* _Task to carry out_
Convert the material below into a Markdown table with the columns Row and Line, numbering each line under Row and placing its text under Line. Leave out any blank lines.

* _Extracted information_
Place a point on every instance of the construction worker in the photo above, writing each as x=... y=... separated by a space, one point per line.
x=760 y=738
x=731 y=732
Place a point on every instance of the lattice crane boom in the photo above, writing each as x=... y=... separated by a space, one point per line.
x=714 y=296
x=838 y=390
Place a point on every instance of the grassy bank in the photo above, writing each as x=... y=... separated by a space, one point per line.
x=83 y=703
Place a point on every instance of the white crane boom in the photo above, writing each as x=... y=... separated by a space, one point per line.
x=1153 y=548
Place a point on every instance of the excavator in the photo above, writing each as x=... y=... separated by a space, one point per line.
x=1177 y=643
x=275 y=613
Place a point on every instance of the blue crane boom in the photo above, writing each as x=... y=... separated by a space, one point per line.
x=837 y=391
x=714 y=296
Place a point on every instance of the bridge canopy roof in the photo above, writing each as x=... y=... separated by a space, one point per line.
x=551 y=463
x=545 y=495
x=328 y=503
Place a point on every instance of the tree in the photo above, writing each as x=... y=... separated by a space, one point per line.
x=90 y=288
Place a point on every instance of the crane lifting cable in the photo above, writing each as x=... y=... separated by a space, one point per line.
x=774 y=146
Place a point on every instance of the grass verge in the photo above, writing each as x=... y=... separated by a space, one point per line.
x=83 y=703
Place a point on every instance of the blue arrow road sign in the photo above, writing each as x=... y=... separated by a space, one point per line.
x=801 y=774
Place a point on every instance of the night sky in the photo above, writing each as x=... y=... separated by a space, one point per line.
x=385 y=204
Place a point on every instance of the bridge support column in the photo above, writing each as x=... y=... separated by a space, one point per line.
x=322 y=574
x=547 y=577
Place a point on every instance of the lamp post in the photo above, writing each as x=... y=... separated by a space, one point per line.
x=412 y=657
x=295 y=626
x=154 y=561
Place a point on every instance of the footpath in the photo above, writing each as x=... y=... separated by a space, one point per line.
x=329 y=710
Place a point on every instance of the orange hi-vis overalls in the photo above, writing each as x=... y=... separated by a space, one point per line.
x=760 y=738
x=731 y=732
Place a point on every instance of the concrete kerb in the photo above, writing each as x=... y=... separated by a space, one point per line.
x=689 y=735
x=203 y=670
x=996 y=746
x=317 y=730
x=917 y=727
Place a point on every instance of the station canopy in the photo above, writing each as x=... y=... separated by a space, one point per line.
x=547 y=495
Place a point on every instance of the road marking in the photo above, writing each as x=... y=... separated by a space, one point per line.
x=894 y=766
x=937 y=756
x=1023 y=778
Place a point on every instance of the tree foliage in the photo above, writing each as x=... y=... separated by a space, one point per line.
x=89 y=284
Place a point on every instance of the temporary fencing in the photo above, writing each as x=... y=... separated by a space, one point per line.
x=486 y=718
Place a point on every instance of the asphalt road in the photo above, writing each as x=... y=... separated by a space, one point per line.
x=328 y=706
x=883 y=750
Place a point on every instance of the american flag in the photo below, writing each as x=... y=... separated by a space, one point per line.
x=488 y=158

* _Exercise solution_
| Row | Line |
|---|---|
| 1 | Place a point on every instance of the construction worker in the photo above, writing each as x=... y=... separated by a space, one point per line. |
| 2 | x=760 y=738 |
| 3 | x=731 y=732 |
| 4 | Place a point on every instance of the lattice crane boom in the photo above, writing each as x=... y=... separated by a space, one point per line. |
| 5 | x=714 y=296 |
| 6 | x=838 y=390 |
| 7 | Place a point on every instance of the grassy bank in the photo above, writing each as x=... y=... separated by a space, one point per line. |
| 8 | x=83 y=703 |
| 9 | Place a point on every instance of the white crane boom in the photo above, writing each as x=... y=... separated by a space, one point per line. |
| 10 | x=1153 y=548 |
| 11 | Place a point on every instance of the excavator in the photo above, writing each as x=... y=... separated by a space, one point per line. |
| 12 | x=1177 y=643 |
| 13 | x=275 y=613 |
| 14 | Place a point on every instance of the blue crane boom in the photo above, writing each as x=... y=... separated by a space, one point per line. |
| 15 | x=837 y=391 |
| 16 | x=714 y=296 |
| 17 | Place a point on every instance of the bridge canopy roof in the photo above, writing each as x=... y=... separated by a space, one point per line. |
| 18 | x=551 y=463 |
| 19 | x=545 y=495 |
| 20 | x=328 y=503 |
| 21 | Place a point on every instance of the tree in the photo above, writing each as x=... y=... separated by a space, one point per line. |
| 22 | x=90 y=288 |
| 23 | Place a point on every instance of the crane lifting cable in the photo above, writing each as x=... y=... separated by a space, one point per line. |
| 24 | x=774 y=146 |
| 25 | Place a point on every instance of the grass verge in the photo above, writing each as x=... y=... separated by a space, one point per line. |
| 26 | x=83 y=703 |
| 27 | Place a point on every instance of the blue arrow road sign in the photo above, writing each as x=... y=... separated by a space, one point per line. |
| 28 | x=801 y=774 |
| 29 | Place a point on every instance of the night sky in the photo above, writing each as x=... y=... separated by a space, one point per line. |
| 30 | x=385 y=204 |
| 31 | Place a point on every instance of the bridge support column in the photo above, writing each as x=... y=... separated by a space, one point per line. |
| 32 | x=322 y=574 |
| 33 | x=547 y=577 |
| 34 | Place a point on every instance of the lamp post in the photo above, writing each as x=... y=... separated by a space, one point per line. |
| 35 | x=412 y=657 |
| 36 | x=295 y=626 |
| 37 | x=154 y=561 |
| 38 | Place a point on every instance of the footpath in the photo above, writing each as x=... y=... separated by a space, one point per line. |
| 39 | x=329 y=710 |
| 40 | Place a point on every instance of the orange hi-vis overalls in the photo above, writing each as x=... y=... separated by a space, one point per line. |
| 41 | x=760 y=738 |
| 42 | x=731 y=732 |
| 43 | Place a point on every instance of the concrete kerb in the photo above, writing each as x=... y=... separated by a space, one point per line. |
| 44 | x=689 y=735 |
| 45 | x=203 y=670 |
| 46 | x=996 y=746 |
| 47 | x=317 y=730 |
| 48 | x=917 y=727 |
| 49 | Place a point on every instance of the station canopy in the photo above, writing each as x=... y=... separated by a space, one point per line. |
| 50 | x=547 y=495 |
| 51 | Place a point on every instance of the road marking in the photo above, writing each as x=... y=... separated by a space, one point per line. |
| 52 | x=894 y=766 |
| 53 | x=937 y=756 |
| 54 | x=1023 y=778 |
| 55 | Place a point on every instance of the tree foliage in the photo above, writing each as x=... y=... separated by a space, one point per line. |
| 56 | x=89 y=284 |
| 57 | Place a point on every instance of the temporary fencing in the photo above, writing each as x=... y=... separated by a space, one point per line. |
| 58 | x=486 y=718 |
| 59 | Place a point on every instance of the asphalt road in the photo above, writing each as x=... y=... separated by a space, one point per line. |
| 60 | x=328 y=706 |
| 61 | x=883 y=750 |
| 62 | Place a point on every instance of the american flag in the photo below, writing each as x=... y=... separated by a space, one point per line. |
| 63 | x=488 y=158 |